--- Provided text ---
= = = = = = =

Assume a perfectly competitive firm sells its output for $150 per unit. At its current 2,000 units of output, marginal cost is $180 and increasing, and average variable cost is $160. Assuming it wants to maximize its profits, it should: a. increase output. b. decrease output, but not shut down. c. maintain its current output rate. d. shut down. e. decrease output as long as the minimum of AVC is above $150 and shut down if the minimum of AVC is below $150.

d

Assume a perfectly competitive firm sells its output for $150 per unit. It currently produces 6,000 units of output, at which output level it minimizes its average variable cost at $152 per unit. Assuming it wants to maximize its profits, it should: a. increase output. b. decrease output, but not shut down. c. maintain its current output rate. d. shut down.

d

Firms in monopolistically competitive markets can differentiate their products on the basis of: a. brand identity. b. quality. c. convenience. d. all of the above.

d

If input prices for perfectly competitive firms increase as the output of its industry expands: a. their short run average cost curves will shift up as the industry expands. b. after a permanent increase in demand, the long run equilibrium price will be higher than the original price. c. after a permanent increase in demand, the short run equilibrium price will be higher than the eventual long run equilibrium price. d. all of the above will be true.

d

In the long run, a monopolistic competitor: a. earns a normal rate of return. b. sells a level of output at which marginal revenue is less than price. c. sells a level of output at which marginal revenue equals marginal cost. d. is characterized by all of the above.

= = = = = = =

Resume the economics quiz above from its last line, keeping the same question, choices and answer-letter layout.

= = = = = = =

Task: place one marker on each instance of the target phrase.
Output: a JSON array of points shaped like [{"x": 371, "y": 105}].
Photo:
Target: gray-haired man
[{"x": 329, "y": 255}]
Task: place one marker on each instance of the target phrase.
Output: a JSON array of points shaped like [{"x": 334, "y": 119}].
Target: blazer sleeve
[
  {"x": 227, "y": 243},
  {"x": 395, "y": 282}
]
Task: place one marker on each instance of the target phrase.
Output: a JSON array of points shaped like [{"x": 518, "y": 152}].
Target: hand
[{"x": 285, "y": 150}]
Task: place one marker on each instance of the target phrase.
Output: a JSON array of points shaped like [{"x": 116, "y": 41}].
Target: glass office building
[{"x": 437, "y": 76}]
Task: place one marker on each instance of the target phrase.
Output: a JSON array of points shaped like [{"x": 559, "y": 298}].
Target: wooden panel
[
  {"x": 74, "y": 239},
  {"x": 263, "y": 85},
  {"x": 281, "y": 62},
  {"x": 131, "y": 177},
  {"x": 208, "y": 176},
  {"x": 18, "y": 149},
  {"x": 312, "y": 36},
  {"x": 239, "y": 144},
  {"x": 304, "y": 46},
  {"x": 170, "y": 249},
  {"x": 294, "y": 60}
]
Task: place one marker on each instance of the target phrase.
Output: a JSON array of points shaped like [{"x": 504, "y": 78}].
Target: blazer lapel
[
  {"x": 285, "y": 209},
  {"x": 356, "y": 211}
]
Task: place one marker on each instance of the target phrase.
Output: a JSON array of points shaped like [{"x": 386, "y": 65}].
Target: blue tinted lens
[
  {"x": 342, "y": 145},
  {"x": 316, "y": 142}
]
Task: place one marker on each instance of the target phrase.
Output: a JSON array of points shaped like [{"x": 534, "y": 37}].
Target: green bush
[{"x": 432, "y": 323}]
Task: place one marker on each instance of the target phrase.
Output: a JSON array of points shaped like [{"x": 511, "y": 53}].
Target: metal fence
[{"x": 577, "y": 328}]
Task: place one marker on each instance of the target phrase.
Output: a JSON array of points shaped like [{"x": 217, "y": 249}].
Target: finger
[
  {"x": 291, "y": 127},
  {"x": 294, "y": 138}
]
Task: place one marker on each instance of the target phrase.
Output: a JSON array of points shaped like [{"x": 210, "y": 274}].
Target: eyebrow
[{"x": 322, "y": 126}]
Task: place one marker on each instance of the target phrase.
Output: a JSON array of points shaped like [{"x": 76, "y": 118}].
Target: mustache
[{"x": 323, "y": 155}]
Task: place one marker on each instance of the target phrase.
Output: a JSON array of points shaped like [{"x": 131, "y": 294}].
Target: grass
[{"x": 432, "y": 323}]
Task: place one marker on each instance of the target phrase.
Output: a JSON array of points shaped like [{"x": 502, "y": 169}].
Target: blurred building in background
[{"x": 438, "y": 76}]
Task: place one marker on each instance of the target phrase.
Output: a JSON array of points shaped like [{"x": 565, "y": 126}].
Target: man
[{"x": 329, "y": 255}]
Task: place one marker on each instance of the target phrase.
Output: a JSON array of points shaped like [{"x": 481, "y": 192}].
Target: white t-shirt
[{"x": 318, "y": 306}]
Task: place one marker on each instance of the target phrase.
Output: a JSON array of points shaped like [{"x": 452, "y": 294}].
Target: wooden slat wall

= = = = = = =

--- Output for this task ---
d

In which of the following industry models are the individual firms not price takers? a. oligopoly b. monopolistic competition c. perfect competition d. (a) and (b) above only

d

Monopolistic competition is characterized by: a. homogeneous products. b. barriers to entry c. firms earning economic profits in the long run. d. differentiated products.

d

Predatory pricing: a. occurs when a firm increases price in order to exploit inelastic demand by consumers. b. occurs when a firm prices below average variable cost in order to drive competitors out of the market. c. is difficult to distinguish from vigorous competition in practice. d. is characterized by both (b) and (c).

d

Refer to Exhibit 12-9. This pair of graphs demonstrates the chain of events for a lawn care firm, beginning with an increase in the market demand for lawn care services. Which of the following statements is incorrect? a. This particular firm increases its production of lawn care services in response to an increase in the price of lawn care services. b. The overall quantity of lawn care services increases in the industry. c. The equilibrium price of lawn care services is initially P0, then increases to P1 because of the increase in demand, and eventually decreases to P0 once again when the market supply of output increases as a result of new firms entering the industry. d. The diagrams depict an increasing cost industry.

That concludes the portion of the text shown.